Source.
========
Like many women, Marsha Wallace and her friends get together for dinner once a month. But instead of spending money on a night out in their hometown of Greenville, S.C., the women cook and donate the money they would have spent at a restaurant to charity.
"We are harnessing the power of collective giving to make a huge impact, and every person can know that they have had a part of that," said Wallace, the founder of Dining for Women (www.diningforwomen.org).
Wallace, a nurse and mother of four, hosted the first Dining for Women dinner on Jan. 20, 2003. It has since grown to include 125 women on its e-mail list, and about 15 members to 25 members attend the dinner each month.
"People are philanthropic, I think," Wallace said. "They want to help. A lot of times I think they don't know exactly how, and writing a check just seems too impersonal. I think people like becoming involved on a more personal level."
========
Provided data.
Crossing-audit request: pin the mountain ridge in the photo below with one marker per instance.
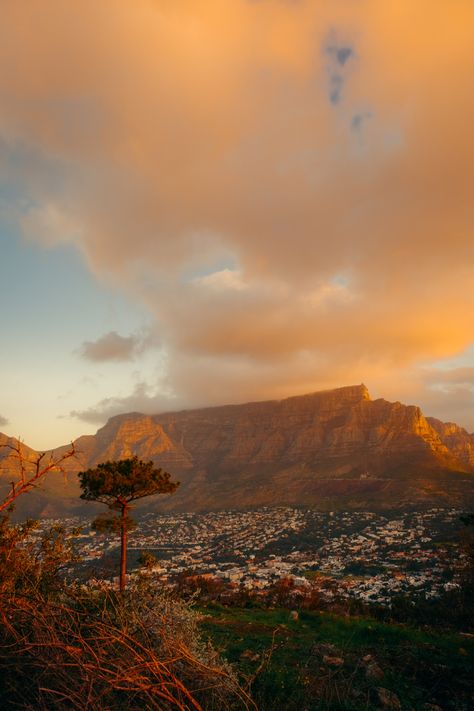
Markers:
(324, 449)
========
Your objective. Continue the article about Dining for Women, starting after its last sentence.

The output.
Dining for Women donates to small, grass-roots charities that help women and children around the world. With donations as little as $30 per month, her group has raised about $20,000 for charity.
"I've always been interested in women's issues and this is a way that I can make a direct impact in a much bigger way than I could all by myself," Wallace said. "The fact that you are combining donations means that the amount of result you get from your money is multiplied that many times."
Dining for Women groups have multiplied across nine states, and collective-giving groups in general are becoming increasingly popular.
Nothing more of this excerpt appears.